▶ Exercise description:
Produce again, without any change, the lines running from the one with "[point] every instance of the metal" through the final line of the data below, and only those.

BEGIN Records provided

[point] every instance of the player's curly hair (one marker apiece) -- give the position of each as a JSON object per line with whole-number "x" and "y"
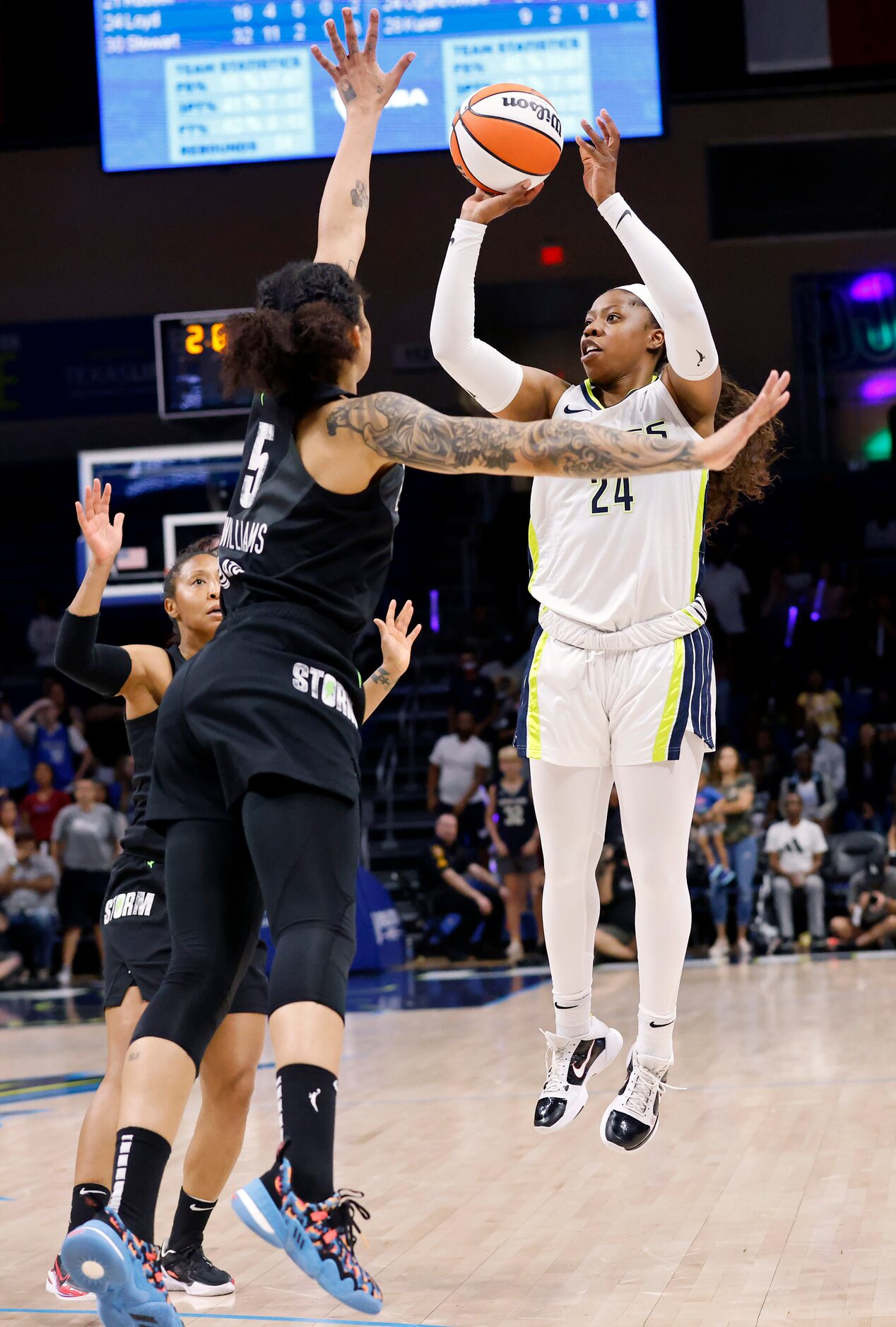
{"x": 299, "y": 334}
{"x": 750, "y": 473}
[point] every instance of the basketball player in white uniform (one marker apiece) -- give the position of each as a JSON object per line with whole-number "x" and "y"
{"x": 619, "y": 686}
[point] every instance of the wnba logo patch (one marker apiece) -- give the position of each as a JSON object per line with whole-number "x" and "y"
{"x": 324, "y": 688}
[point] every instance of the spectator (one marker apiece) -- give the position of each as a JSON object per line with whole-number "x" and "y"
{"x": 736, "y": 806}
{"x": 42, "y": 728}
{"x": 819, "y": 704}
{"x": 8, "y": 828}
{"x": 867, "y": 767}
{"x": 709, "y": 831}
{"x": 40, "y": 808}
{"x": 42, "y": 633}
{"x": 444, "y": 873}
{"x": 724, "y": 587}
{"x": 121, "y": 789}
{"x": 880, "y": 533}
{"x": 871, "y": 900}
{"x": 796, "y": 847}
{"x": 615, "y": 936}
{"x": 457, "y": 769}
{"x": 84, "y": 846}
{"x": 829, "y": 758}
{"x": 15, "y": 762}
{"x": 815, "y": 793}
{"x": 28, "y": 888}
{"x": 510, "y": 820}
{"x": 473, "y": 692}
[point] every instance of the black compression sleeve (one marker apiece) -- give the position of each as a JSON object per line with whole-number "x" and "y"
{"x": 102, "y": 668}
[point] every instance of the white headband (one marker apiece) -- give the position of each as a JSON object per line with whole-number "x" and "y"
{"x": 645, "y": 297}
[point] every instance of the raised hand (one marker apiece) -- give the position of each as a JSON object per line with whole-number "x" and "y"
{"x": 361, "y": 83}
{"x": 486, "y": 207}
{"x": 396, "y": 642}
{"x": 721, "y": 447}
{"x": 102, "y": 535}
{"x": 599, "y": 153}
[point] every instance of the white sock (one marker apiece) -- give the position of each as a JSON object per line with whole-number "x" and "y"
{"x": 655, "y": 1035}
{"x": 572, "y": 1013}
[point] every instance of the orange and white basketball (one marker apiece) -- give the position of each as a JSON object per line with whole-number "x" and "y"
{"x": 503, "y": 134}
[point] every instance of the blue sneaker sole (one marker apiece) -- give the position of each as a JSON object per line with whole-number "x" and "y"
{"x": 98, "y": 1261}
{"x": 257, "y": 1209}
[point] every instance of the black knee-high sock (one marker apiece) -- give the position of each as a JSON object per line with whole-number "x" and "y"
{"x": 190, "y": 1221}
{"x": 307, "y": 1099}
{"x": 141, "y": 1157}
{"x": 88, "y": 1201}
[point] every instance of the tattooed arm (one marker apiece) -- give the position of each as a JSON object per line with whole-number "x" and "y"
{"x": 364, "y": 89}
{"x": 403, "y": 430}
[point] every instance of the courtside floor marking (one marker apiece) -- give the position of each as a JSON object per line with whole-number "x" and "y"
{"x": 244, "y": 1318}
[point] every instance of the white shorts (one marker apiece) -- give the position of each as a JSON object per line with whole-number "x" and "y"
{"x": 596, "y": 707}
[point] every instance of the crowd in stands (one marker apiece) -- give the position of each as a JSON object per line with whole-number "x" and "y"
{"x": 63, "y": 814}
{"x": 794, "y": 832}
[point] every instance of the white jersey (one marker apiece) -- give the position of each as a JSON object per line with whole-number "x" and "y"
{"x": 611, "y": 553}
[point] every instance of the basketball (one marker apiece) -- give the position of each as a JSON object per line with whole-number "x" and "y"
{"x": 503, "y": 134}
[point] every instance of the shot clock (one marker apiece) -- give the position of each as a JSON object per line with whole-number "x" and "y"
{"x": 187, "y": 365}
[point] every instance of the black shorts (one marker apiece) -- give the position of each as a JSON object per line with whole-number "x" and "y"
{"x": 80, "y": 899}
{"x": 270, "y": 696}
{"x": 138, "y": 943}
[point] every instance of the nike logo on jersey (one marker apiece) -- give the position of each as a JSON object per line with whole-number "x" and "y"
{"x": 136, "y": 902}
{"x": 324, "y": 688}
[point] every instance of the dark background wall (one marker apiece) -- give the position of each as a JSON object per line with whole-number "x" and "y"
{"x": 84, "y": 244}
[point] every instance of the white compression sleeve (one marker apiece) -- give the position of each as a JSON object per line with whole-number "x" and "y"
{"x": 689, "y": 341}
{"x": 488, "y": 374}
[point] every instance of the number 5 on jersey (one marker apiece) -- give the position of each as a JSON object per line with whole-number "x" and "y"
{"x": 623, "y": 495}
{"x": 258, "y": 464}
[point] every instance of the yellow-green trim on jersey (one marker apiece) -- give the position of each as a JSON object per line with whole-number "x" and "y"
{"x": 699, "y": 531}
{"x": 673, "y": 700}
{"x": 533, "y": 554}
{"x": 534, "y": 714}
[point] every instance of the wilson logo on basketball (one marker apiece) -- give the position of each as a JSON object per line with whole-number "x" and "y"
{"x": 505, "y": 134}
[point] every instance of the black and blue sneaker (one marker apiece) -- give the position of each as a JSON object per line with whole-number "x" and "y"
{"x": 317, "y": 1236}
{"x": 125, "y": 1273}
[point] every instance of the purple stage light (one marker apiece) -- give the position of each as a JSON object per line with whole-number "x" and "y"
{"x": 871, "y": 287}
{"x": 793, "y": 613}
{"x": 879, "y": 387}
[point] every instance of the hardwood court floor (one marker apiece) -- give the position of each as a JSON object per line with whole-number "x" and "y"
{"x": 766, "y": 1197}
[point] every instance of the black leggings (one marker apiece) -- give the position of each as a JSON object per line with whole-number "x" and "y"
{"x": 294, "y": 852}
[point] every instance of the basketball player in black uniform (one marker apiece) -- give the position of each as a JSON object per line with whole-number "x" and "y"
{"x": 257, "y": 758}
{"x": 134, "y": 917}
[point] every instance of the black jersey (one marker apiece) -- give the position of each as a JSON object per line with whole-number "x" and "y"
{"x": 140, "y": 839}
{"x": 287, "y": 541}
{"x": 515, "y": 815}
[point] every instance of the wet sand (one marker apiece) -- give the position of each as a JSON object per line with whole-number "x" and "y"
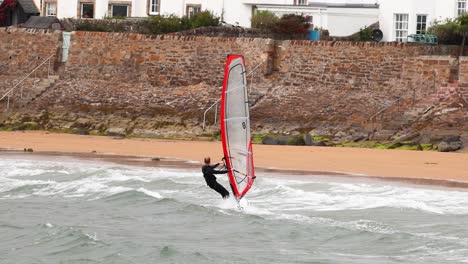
{"x": 450, "y": 169}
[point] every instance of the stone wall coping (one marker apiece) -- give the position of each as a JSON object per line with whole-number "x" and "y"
{"x": 143, "y": 37}
{"x": 355, "y": 44}
{"x": 29, "y": 30}
{"x": 436, "y": 57}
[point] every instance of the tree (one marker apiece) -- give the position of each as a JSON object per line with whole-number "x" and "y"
{"x": 452, "y": 31}
{"x": 264, "y": 19}
{"x": 462, "y": 29}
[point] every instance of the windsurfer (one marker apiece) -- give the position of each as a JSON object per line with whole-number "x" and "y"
{"x": 209, "y": 172}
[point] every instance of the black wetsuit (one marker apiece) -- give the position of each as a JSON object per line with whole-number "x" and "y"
{"x": 208, "y": 174}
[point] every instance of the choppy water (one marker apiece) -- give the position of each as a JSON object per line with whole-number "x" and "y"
{"x": 62, "y": 210}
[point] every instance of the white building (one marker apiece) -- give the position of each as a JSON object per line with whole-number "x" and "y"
{"x": 340, "y": 17}
{"x": 400, "y": 18}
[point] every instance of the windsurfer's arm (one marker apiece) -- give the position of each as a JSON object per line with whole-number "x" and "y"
{"x": 220, "y": 171}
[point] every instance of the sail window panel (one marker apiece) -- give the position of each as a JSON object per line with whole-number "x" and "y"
{"x": 87, "y": 10}
{"x": 421, "y": 24}
{"x": 154, "y": 6}
{"x": 461, "y": 7}
{"x": 51, "y": 9}
{"x": 401, "y": 27}
{"x": 193, "y": 9}
{"x": 119, "y": 10}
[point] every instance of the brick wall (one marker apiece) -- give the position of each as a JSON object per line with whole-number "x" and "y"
{"x": 463, "y": 71}
{"x": 159, "y": 60}
{"x": 23, "y": 49}
{"x": 359, "y": 65}
{"x": 316, "y": 84}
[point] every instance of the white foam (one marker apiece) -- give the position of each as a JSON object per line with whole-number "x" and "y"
{"x": 150, "y": 193}
{"x": 282, "y": 195}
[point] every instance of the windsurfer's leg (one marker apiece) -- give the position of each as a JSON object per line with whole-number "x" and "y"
{"x": 221, "y": 190}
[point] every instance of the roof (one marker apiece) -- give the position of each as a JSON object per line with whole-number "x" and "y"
{"x": 42, "y": 22}
{"x": 28, "y": 6}
{"x": 321, "y": 5}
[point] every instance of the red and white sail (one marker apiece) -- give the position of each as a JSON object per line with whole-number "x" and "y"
{"x": 235, "y": 126}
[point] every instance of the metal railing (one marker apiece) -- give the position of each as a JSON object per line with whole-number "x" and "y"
{"x": 9, "y": 93}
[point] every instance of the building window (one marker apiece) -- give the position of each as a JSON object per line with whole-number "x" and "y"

END Records provided

▶ Result of the task:
[point] every instance of the metal railing (one marker apiece) -- give the position of each as a JSON object per line with whole-number "x" and "y"
{"x": 9, "y": 93}
[point] every instance of the building window (one marker apiece) -- give the position of each as a JSON object per line with whole-number "x" and "y"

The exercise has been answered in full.